* [PAGE]
★ ★ ★ ★ ★ ★ ★
Andy Coulson:                   Who is- I think you are absolutely aligned on how we should be approaching this.

Bryony Gordon:                 Didn’t he teach-

Andy Coulson:                   Well, he was the kind of creator of happiness lessons, is how they got branded, but actually they weren’t about happiness they were about resilience. It’s exactly the argument that you have just made, he’s a brilliant man. So you know, there is good stuff going on in schools. Whether there’s enough of it of course is another matter.

Can we just talk very quickly about your work ethic? Because I mentioned it in the intro, and I know you’re going to say to me, “Well, it was another device for me. Work is an outlet for me. As long as I was busy I was able to cope.” But you’ve also just got an unbelievable work ethic, right?

Bryony Gordon:                 I don’t know.

Andy Coulson:                   So where does- well, look at the-

Bryony Gordon:                 A fear of being called lazy. Because when I was drinking and using drugs I was-

Andy Coulson:                   Is it just about that, or is a work ethic- can you also trace your- because your mum’s pretty hardworking too. Is that not just a simpler route from your childhood, seeing a mother who worked very hard, who was- and your dad as well, I’m sure.

Bryony Gordon:                 I think that there is a sense as well that if you’re busy- I’ve been thinking about this a lot. I was talking to someone yesterday because I’ve worked very hard, especially hard over the last couple of months bringing a book out and doing a book tour and everything. And I sort of got to this weekend and I had to run 16 miles with a head cold, and yesterday morning I woke up and was like, not feeling great.

I spoke to someone very wise, a friend of mine, and she said, “You know, sometimes Bryony the challenge is to be still.” And I thought, “Oh yes, that’s true.” The challenge is to do nothing, and to say no. And I people-please a lot, right?

So for me, I think there is an element of workaholism, and if I’m being really successful and if I’m pleasing people at work, then I’m okay. And that works to some extent, but there’s a point where your body goes, “Can we just have a lie-down here please Bryony?” And I think for me it is- I think a lot of us- I grew up with that notion that busyness equals success, and I’m starting to question that a bit now in my forties. Because I do want to lie down a bit more.

Andy Coulson:                   Yes. But you are also driven by productivity aren’t you?

Bryony Gordon:                 Mm. Listen, someone else very wise said to me, “I know balance; I swing past it every day as I go from one extreme to the other.” That’s me, very much so.

Andy Coulson:                   Look, we’re skipping through this but there are other layers that are- and they are- it’s not one to the other, these things are overlapping sometimes in parallel. But bulimia was a significant and difficult part of your life for a period of time as well. Just explain when that emerged and how it developed.
★ ★ ★ ★ ★ ★ ★
* [WHAT THIS EXERCISE ASKS]
1. Express the entries as a JSON list of strings, one string per line and blank lines omitted, beginning at the line that contains "give the mask of front door handle" and stopping after the last line of the entries.
2. Write the next portion of the interview transcript, picking up immediately after its final line.
The interview transcript and the entries that follow it come from separate, unrelated sources.

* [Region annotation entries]
★ ★ ★ ★ ★ ★ ★
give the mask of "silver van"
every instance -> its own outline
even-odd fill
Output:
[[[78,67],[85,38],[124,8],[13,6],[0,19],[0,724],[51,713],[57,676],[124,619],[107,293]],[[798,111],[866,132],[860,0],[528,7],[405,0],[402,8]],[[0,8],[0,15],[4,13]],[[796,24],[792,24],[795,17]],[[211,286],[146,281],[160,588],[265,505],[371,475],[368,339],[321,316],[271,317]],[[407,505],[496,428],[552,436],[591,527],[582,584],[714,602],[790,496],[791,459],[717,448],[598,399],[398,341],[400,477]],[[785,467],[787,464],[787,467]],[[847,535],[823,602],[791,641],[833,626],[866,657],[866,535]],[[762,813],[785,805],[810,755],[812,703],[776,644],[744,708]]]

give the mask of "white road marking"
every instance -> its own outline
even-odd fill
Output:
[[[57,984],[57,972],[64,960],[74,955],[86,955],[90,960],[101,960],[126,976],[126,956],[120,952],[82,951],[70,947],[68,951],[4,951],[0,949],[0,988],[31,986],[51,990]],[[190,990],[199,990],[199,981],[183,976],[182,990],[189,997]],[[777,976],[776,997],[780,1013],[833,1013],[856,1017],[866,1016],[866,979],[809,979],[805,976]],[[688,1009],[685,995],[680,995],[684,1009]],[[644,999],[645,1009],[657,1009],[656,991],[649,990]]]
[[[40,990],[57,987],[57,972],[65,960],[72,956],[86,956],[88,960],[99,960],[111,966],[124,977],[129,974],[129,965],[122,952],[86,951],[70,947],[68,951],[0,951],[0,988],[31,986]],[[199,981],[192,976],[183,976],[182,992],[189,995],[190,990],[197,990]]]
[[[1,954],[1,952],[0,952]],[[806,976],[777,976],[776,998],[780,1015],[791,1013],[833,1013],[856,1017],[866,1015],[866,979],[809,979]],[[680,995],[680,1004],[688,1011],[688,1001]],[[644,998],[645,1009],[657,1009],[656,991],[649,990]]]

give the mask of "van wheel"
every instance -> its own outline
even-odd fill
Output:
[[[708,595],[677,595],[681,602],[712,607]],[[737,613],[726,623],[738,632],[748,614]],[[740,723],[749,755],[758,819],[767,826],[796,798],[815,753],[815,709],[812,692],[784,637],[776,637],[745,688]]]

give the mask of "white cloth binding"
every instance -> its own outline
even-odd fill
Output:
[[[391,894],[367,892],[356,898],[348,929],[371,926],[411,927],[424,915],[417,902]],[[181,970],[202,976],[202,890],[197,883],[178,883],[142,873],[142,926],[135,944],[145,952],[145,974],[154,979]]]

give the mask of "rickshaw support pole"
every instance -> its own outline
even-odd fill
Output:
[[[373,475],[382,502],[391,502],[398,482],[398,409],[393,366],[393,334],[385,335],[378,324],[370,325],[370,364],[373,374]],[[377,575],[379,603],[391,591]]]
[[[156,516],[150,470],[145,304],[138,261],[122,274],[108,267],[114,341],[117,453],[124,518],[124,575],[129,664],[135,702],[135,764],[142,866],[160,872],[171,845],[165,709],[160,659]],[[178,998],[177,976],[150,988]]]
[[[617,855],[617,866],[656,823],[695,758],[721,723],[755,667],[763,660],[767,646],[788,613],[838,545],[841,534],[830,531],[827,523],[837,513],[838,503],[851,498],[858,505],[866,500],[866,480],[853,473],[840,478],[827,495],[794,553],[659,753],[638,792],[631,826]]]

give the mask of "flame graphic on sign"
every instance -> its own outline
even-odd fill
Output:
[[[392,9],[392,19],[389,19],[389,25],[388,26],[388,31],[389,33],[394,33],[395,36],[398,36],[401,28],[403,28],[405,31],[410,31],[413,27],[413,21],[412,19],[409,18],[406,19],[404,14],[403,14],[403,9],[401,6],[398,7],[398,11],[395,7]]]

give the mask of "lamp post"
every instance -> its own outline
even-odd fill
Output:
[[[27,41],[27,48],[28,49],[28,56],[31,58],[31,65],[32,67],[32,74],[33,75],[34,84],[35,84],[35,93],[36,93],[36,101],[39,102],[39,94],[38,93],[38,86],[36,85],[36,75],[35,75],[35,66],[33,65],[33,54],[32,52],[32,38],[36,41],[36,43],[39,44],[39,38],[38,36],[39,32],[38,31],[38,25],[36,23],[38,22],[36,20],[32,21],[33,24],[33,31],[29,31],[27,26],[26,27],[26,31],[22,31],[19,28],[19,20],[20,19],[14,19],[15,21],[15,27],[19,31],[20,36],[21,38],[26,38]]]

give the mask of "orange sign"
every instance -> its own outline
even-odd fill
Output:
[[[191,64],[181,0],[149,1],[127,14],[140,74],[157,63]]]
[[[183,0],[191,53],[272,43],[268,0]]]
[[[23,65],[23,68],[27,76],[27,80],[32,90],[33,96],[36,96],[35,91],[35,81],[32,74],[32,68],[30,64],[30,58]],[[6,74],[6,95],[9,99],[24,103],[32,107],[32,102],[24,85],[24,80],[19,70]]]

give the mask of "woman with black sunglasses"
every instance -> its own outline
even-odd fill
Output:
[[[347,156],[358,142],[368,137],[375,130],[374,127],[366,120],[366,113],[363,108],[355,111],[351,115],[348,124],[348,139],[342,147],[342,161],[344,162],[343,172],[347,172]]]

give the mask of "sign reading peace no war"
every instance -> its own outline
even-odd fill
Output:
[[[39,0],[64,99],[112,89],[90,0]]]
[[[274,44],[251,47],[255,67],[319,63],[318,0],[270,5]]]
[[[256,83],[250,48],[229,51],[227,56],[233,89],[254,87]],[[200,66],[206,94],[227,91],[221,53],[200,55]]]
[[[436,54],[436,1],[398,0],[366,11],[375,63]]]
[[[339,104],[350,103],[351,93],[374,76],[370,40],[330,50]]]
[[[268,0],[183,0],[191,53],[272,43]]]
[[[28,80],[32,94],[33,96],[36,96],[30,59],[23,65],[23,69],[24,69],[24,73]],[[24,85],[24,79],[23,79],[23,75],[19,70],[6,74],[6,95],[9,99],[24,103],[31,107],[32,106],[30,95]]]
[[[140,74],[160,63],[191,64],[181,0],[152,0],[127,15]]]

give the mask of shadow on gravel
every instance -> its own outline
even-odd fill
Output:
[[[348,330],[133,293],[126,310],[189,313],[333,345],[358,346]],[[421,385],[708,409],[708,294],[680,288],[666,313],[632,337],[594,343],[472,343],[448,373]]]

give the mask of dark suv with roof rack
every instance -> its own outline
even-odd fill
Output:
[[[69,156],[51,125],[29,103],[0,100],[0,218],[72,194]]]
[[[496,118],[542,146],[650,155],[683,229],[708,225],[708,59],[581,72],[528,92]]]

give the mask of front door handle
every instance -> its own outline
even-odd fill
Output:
★ ★ ★ ★ ★ ★ ★
* [ANSWERS]
1.
[
  "give the mask of front door handle",
  "every instance -> its own outline",
  "even-odd fill",
  "Output:"
]

2.
Bryony Gordon:                 So bulimia, I think it was my late teens, my twenties, a lot of my twenties. I think I honestly didn’t see it as particularly unusual, and I actually- the more I think about eating disorders and the more I think about the diet culture that pervades in this country and has done for a long time, and we think we’re getting better at it but it sort of dresses itself up a bit, I think it’s amazing that women- if a woman has ever had a period of eating normally, you know?

Because it’s so- we know that eating disorders are not about weight. They are not weight issues, they are soul issues. But in a world that tells you that you need to look a certain way they are as good a way as any to try and exert some control over a life that feels quite uncontrollable. And I definitely thought if I was smaller I would be more attractive and I would be better.

I knew from a young age, I’d known from a young age, I’d intuited that I liked food and that was not a great thing. It was not good to like food. Everywhere I looked there were people on the cabbage soup diet, the Cambridge diet. There was Jane Fonda and Going for the Burn, these were all really normal things. And I was aware that food was sort of bad, but I really liked it, guess what?

And so yes, that sort of- and I was supposed to look a certain way. I remember from a young age hearing- I remember saying to this woman in my family when I must have been about 14 and I was tiny. I remember going, “Do you think I could do with losing a bit of weight?” and I remember her saying, “Oh, we could all do with losing a bit of weight.” I look back and think God, that was the culture most women my age grew up in. And you know, Rome was not built in a day and it’s very hard to unpick that.

And so yes, bulimia, I think it was just another thing, another way of me trying to take some control.

Andy Coulson:                   And for how long?

Bryony Gordon:                 I’d say a good ten years.

Andy Coulson:                   A decade with bulimia.

Bryony Gordon:                 Yes, yes.

Andy Coulson:                   Right.

Bryony Gordon:                 I think probably it sort of started to dwindle out as I guess my cocaine use ramped up, I would say. So I think-

Andy Coulson:                   So there’s an overlap with what you’ve described as your decade of chaos, which is the drinking, which is the cocaine, and is the full on kind of, “I’m just going to be someone else to escape from-”

Bryony Gordon:                 Yes, and like you know, just sort of seedy- I hesitate to even describe them as romantic relationships, or even relationships.

Andy Coulson:                   You wrote a brilliant book about it.

Bryony Gordon:                 Well, I mean I-

Andy Coulson:                   When did you last read that book?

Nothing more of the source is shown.